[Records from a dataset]
>> Begin

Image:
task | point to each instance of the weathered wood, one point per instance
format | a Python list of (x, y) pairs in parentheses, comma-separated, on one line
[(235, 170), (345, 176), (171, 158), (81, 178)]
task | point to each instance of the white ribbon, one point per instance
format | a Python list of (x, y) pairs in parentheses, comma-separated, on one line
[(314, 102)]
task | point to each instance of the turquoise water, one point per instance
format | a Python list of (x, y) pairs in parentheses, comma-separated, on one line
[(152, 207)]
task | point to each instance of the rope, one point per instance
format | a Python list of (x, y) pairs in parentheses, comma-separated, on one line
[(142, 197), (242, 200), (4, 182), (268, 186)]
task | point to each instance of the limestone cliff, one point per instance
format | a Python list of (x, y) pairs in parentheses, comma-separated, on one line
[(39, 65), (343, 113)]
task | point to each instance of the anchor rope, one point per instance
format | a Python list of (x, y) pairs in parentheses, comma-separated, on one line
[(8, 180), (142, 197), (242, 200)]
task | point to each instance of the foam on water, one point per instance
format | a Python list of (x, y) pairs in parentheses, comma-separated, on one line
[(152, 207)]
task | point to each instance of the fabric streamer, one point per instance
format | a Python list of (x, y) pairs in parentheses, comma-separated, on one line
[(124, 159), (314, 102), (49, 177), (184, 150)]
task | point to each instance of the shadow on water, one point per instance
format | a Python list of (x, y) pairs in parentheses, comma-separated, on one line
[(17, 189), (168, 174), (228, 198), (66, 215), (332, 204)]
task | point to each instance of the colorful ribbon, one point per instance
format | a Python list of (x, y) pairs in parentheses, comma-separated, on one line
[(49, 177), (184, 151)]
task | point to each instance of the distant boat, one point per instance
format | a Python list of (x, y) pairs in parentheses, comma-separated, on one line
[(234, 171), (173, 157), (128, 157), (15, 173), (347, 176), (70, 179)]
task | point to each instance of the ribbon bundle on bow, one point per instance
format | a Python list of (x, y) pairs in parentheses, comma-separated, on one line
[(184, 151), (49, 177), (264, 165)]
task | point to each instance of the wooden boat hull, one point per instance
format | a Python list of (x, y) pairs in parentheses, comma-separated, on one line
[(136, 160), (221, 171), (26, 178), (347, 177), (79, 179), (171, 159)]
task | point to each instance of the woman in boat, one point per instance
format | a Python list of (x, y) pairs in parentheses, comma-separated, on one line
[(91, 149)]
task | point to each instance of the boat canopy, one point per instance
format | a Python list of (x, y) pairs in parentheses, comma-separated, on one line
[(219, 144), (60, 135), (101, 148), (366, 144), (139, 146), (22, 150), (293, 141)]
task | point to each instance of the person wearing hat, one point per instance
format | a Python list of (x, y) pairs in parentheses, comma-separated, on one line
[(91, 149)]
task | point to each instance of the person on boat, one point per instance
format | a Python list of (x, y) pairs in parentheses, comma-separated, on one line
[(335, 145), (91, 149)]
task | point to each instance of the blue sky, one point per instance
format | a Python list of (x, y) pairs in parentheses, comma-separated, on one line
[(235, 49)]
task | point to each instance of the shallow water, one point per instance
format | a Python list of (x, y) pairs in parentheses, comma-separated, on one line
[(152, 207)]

>> End

▶ **Prompt**
Reproduce the data above word for word, from its first line through the line containing "[(8, 180), (142, 197), (242, 200)]", with both of those lines included.

▶ **Exercise answer**
Image:
task | point to each instance of the weathered wood, one point per instance
format | a Python list of (x, y) pairs in parentheses, comma-separated, on one line
[(235, 170), (345, 176), (171, 158), (81, 178)]
task | point to each instance of the white ribbon, one point per instance
format | a Python list of (x, y) pairs in parentheses, comma-separated, on one line
[(314, 102)]
task | point to each instance of the turquoise water, one point per instance
format | a Python list of (x, y) pairs in parentheses, comma-separated, on one line
[(152, 207)]
task | point to each instance of the rope, one point per instance
format | a Python list of (x, y) pairs in parentheses, comma-separated, on one line
[(142, 197), (242, 200), (4, 182), (268, 186)]
task | point to each instance of the limestone cliff, one point per instance
format | a Python list of (x, y) pairs in parentheses, comma-separated, on one line
[(39, 65), (343, 113)]
task | point to each instance of the anchor rope, one point per instance
format | a Python list of (x, y) pairs in parentheses, comma-separated, on one line
[(8, 180), (142, 197), (242, 200)]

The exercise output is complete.